**PROBLEM:**
Continue the online argument about whether large language models can become true intelligence, starting after its last sentence.

**TEXT PROVIDED:**
╔══

You are mistaking ignorance for insight. You think not knowing how something works grants you authority to say what it cannot become. But the only thing history shows is that such confidence always looks ridiculous in retrospect. The physics of intelligence exist. The brain proves it. And the LLM is the first machine that begins to display those same emergent behaviors. Saying it “will not be an LLM” is not a scientific claim. It is wishful thinking spoken from the wrong side of the curve.

1 comments

Look, mate, you can keep jumping up and down about this all you want. But you're arguing science fiction at this point. Not really worth continuing the conversation, but thanks.

Best of luck.

Calling this “science fiction” isn’t just dismissive, it’s ironic. The discussion itself is science fiction by the standards of only a few years ago. Back then, the idea that a machine could hold a coherent philosophical argument, write code, debate consciousness, and reference neuroscience was fantasy. Now it’s routine. You are literally using what was once science fiction to declare that progress on LLMs has ended.

╚══

**INPUT DATA:**
╔══

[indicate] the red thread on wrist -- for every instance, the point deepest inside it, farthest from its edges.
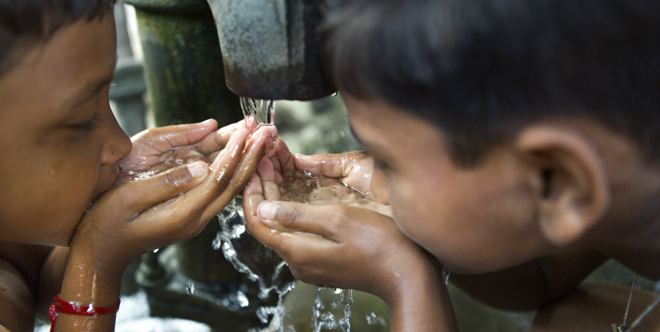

╚══

**RESPONSE FOR THIS EXERCISE:**
And calling that “science fiction” again isn’t a rebuttal, it’s an insult. You didn’t engage a single argument, you just waved your hand and walked away. That isn’t scientific skepticism, it’s arrogance disguised as authority.

You can disagree, but doing what you did is manipulative. You dodged every point and tried to end the debate by pretending it was beneath you. Everyone reading can see that.

I’m pretty sure everyone reading can see which of us is the arrogant one.

Good day, sir.

You called it “science fiction” and bowed out, then tried to make it personal. That is not humility, that is evasion. You never addressed a single argument, you just waved your hand and left, and calling someone’s reasoning “science fiction” is not only an insult, it violates the site’s rule against dismissive or unfriendly language. The “good day sir” at the end makes that tone of mockery obvious.

What is actually arrogant is dismissing a discussion the moment it goes beyond your depth and pretending that walking away is a sign of wisdom. It is not. It is what people do when they realize the conversation has left them behind.

If you are so sure of your position, you could have refuted the reasoning point by point. Instead, you dodged, labeled, and ran. Everyone reading can see which of us is still dealing in facts and which one needed a graceful exit to save face.

Nah, mate, the conversation never went "beyond my depth." You're just not an enjoyable conversation partner.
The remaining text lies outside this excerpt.